• _What is needed_:
Convert the records from the line with "I bet you can't find man standing" up to and including the line with "[74,3,260,207]" into a two-column CSV with the headers request and answer. Give one row per record, quote each field, and replace line breaks with spaces.

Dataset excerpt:
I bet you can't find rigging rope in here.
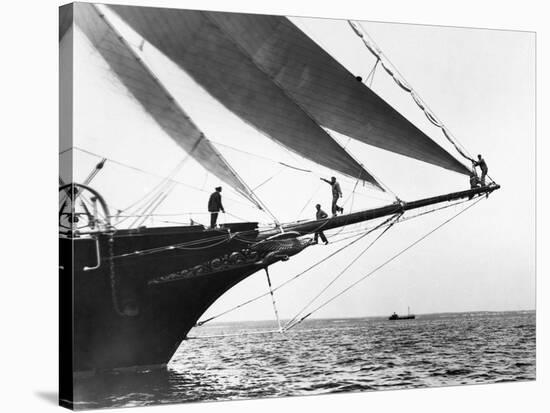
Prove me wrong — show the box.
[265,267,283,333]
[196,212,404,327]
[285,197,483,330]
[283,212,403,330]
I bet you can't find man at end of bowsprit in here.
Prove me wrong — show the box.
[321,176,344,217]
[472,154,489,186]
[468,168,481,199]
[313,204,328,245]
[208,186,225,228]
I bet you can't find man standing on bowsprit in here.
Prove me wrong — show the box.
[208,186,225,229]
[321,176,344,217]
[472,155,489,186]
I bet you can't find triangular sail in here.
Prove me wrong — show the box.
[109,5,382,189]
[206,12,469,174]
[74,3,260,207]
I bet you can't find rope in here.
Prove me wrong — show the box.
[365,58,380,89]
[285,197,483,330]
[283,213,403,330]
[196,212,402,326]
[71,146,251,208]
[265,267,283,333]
...
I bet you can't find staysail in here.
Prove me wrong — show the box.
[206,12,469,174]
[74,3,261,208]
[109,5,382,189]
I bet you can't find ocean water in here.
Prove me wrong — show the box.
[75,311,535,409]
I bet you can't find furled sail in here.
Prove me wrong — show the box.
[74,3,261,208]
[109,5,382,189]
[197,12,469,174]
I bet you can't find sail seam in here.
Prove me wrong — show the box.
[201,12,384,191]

• _Output for this task_:
request,answer
"I bet you can't find man standing on bowsprit in here. Prove me wrong — show the box.","[208,186,225,229] [321,176,344,217] [472,155,489,186]"
"I bet you can't find triangular sail in here. Prove me wrong — show the box.","[109,5,382,189] [206,12,469,174] [74,3,260,207]"